** Task prompt **
Filter this data down to the lines that hold "facade", and copy them.

┏━━

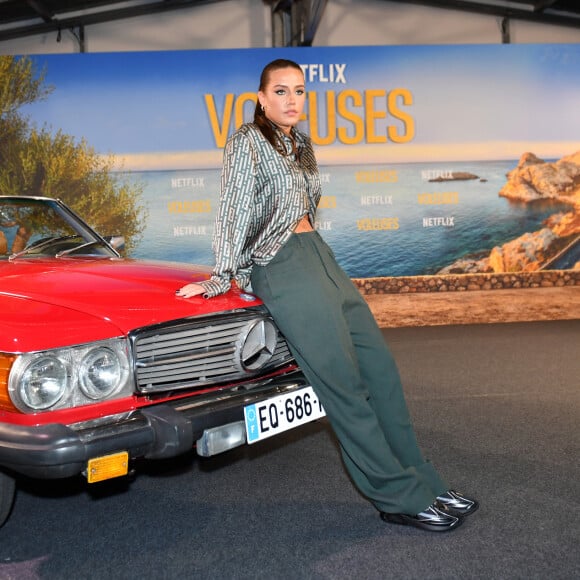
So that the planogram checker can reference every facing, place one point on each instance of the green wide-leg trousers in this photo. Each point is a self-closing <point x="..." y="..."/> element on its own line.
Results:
<point x="342" y="352"/>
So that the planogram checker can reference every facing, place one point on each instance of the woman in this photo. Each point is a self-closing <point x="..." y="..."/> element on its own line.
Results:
<point x="264" y="235"/>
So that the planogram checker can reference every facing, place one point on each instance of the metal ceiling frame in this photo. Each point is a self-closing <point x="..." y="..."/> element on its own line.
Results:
<point x="541" y="11"/>
<point x="294" y="22"/>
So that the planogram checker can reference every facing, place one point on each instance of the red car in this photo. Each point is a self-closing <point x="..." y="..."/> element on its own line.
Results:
<point x="101" y="364"/>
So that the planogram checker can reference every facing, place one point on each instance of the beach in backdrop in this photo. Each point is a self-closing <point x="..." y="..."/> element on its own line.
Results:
<point x="375" y="229"/>
<point x="390" y="126"/>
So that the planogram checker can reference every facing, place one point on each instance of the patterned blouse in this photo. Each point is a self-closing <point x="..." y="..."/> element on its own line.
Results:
<point x="264" y="194"/>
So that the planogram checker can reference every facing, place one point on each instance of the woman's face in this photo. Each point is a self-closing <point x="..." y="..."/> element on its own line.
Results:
<point x="283" y="98"/>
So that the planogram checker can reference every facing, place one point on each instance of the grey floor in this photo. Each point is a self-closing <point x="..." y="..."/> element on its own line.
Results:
<point x="496" y="408"/>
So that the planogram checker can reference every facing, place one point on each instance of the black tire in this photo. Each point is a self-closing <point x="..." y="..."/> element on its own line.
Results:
<point x="7" y="495"/>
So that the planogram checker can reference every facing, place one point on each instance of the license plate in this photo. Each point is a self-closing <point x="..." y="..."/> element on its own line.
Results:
<point x="281" y="413"/>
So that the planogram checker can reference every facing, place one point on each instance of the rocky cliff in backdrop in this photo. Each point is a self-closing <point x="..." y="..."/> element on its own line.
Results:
<point x="532" y="180"/>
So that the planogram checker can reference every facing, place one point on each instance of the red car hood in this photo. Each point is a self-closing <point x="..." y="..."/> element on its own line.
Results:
<point x="59" y="302"/>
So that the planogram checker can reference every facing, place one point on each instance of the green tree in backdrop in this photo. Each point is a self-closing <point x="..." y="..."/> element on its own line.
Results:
<point x="36" y="161"/>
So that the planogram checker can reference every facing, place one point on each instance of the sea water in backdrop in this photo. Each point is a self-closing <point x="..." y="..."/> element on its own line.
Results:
<point x="376" y="226"/>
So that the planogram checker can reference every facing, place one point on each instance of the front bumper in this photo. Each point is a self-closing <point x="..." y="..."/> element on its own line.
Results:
<point x="155" y="432"/>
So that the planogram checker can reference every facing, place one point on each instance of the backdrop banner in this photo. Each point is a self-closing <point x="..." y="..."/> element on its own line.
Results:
<point x="434" y="159"/>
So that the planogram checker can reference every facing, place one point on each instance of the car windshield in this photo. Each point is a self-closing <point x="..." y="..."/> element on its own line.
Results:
<point x="40" y="227"/>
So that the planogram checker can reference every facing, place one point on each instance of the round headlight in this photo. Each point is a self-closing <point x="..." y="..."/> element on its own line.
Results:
<point x="43" y="383"/>
<point x="101" y="373"/>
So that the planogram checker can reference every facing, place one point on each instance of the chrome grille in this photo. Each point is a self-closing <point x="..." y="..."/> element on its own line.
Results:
<point x="206" y="351"/>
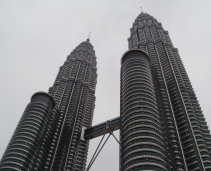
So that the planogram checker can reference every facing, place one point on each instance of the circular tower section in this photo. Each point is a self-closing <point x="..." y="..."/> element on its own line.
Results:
<point x="141" y="132"/>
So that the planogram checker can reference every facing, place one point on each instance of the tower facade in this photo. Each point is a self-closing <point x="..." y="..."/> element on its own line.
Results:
<point x="48" y="134"/>
<point x="162" y="125"/>
<point x="74" y="93"/>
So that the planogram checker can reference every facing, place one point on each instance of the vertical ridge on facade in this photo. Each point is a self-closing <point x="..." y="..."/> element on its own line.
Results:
<point x="74" y="90"/>
<point x="181" y="114"/>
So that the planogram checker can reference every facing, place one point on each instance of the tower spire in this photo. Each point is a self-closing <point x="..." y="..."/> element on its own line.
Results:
<point x="89" y="36"/>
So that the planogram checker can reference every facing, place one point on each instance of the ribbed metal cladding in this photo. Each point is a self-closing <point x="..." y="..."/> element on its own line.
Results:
<point x="73" y="90"/>
<point x="181" y="114"/>
<point x="142" y="145"/>
<point x="30" y="138"/>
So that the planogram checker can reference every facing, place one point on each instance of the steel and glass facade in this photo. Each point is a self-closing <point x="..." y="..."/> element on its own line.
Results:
<point x="177" y="117"/>
<point x="48" y="134"/>
<point x="161" y="124"/>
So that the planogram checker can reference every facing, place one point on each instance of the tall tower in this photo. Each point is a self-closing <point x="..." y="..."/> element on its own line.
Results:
<point x="162" y="125"/>
<point x="74" y="93"/>
<point x="48" y="134"/>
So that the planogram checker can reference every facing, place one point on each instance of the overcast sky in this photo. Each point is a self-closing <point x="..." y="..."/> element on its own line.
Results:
<point x="36" y="37"/>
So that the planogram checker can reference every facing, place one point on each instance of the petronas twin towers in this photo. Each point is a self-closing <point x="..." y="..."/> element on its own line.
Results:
<point x="161" y="123"/>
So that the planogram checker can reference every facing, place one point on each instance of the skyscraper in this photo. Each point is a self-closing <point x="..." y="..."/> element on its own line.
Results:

┗━━

** Result **
So that the planogram checker can reference every facing, place one point on each instance of the tower facade in this photo. Each point is a self-closing <point x="..." y="..."/> element on its own line.
So that the planogram checker can reference every facing, place one point on each instance of the vertical ridge on facade in this photo. Each point is a self-closing <point x="..." y="..."/> element on its own line.
So that the planogram checker can reference every facing, place one point on each instance of the steel and glass facade in this photo. Each point is a self-closing <point x="..." y="..."/> element on its own line.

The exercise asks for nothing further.